-------- Extrait --------
Certes, à mon avis, un artiste est à la fois le porte-parole et le messager de sa génération et de celles d’après, car il exprime haut tout ce que les gens pensent tout bas. Parfois, il guide et inspire pour un meilleur avenir, vers d’autres horizons où la chanson à texte demeure  est un canal efficace pour atteindre ce but.

Mon engagement envers ma culture et mon identité Amazigh est né de la nécessité de les sauvegarder et les remettre en lumières, car elles étaient systématiquement en voie de disparition, comme on a voulu faire du peuple nord-africain ; un peuple qu’il n’est pas. Et aussi je me suis engagé à faire entendre la voix des habitants des montagnes, marginalisés et exclus de tout programme de développement et des moindres infrastructures. Ces gens souffrent pendant toutes les saisons, et ont besoin d’éducation pour leurs enfants, des hôpitaux, d’eau, et d’électricité… etc.

Vous chantez et écrivez dans une autre langue que votre langue maternelle. Que représente la langue pour vous ? Est-elle un simple moyen de transmission du message sachant qu’une langue est porteuse d’une identité, des lettres de noblesse d’un peuple ?
-------- Données --------
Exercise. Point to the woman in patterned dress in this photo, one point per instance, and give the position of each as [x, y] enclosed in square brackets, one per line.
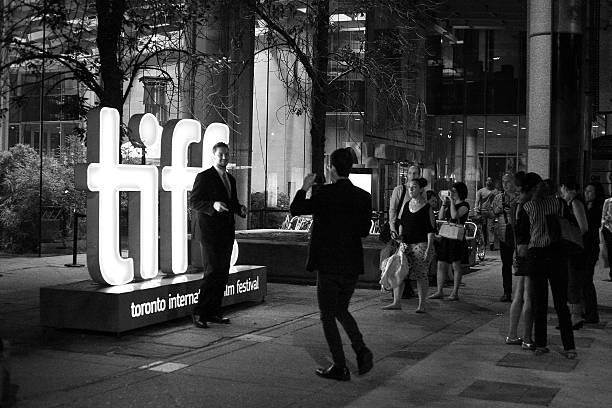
--------
#### Objectif 1
D'après l'extrait, de quoi est né l'engagement envers la culture et l'identité amazighes ?
#### Objectif 2
Prolongez l'extrait sur l'engagement pour la culture amazighe à partir de l'endroit où il s'arrête, s'il vous plaît.

#### Réponse 1
De la nécessité de les sauvegarder et de les remettre en lumière, car elles étaient systématiquement en voie de disparition.

#### Réponse 2
Vous avez raison, une langue est porteuse de toute une identité, une image symbolique de tout un peuple ; c’est pour cela que la majorité de mes chansons sont en Amazigh. Mais, il m’arrive de chanter également en arabe, en français et en anglais. Je le fais pour mieux m’exprimer auprès de celles et ceux qui ne connaissent pas l’Amazigh, et pour que mon engagement envers le peuple et l’identité amazighs prenne une ampleur mondiale. Néanmoins, si je m’engage musicalement en langue tamazight plus que via d’autres langues, c’est parce qu’il n’y a pas mieux que sa langue maternelle pour exprimer ses convictions, sa vision du monde et des choses. J’œuvre également pour que tamazight soit préservée et transmise.

La chanson amazighe a beaucoup souffert de ce regard folklorique. Aujourd’hui, les choses ont changé avec des jeunes artistes amazigh(e)s porteurs de nouveaux projets artistiques, tous styles confondus, dépassant la localité. Qu’en pensez-vous ?

Vous ne pouvez pas savoir à quel point cela me satisfait de voir autant de talents bienveillants de la culture amazighe briller sur les scènes. C’est une fierté pour la chanson amazighe qui a pu dépasser les enclaves de la folklorisation grâce à des artistes doués, cultivés et généreux.

Certes, c’est notre patrimoine immatériel, mais il faut sauvegarder et promouvoir. Or,  c’est aussi injuste de résumer la chanson amazighe uniquement à l’Ahidous et à l’Ahwach… et partant de cette idée, j’ai mené une campagne de modernisation de la chanson traditionnelle qui a donné ses fruits bénéfiques! Je trouve que c’est une très belle astuce pour mieux sauvegarder son patrimoine oral.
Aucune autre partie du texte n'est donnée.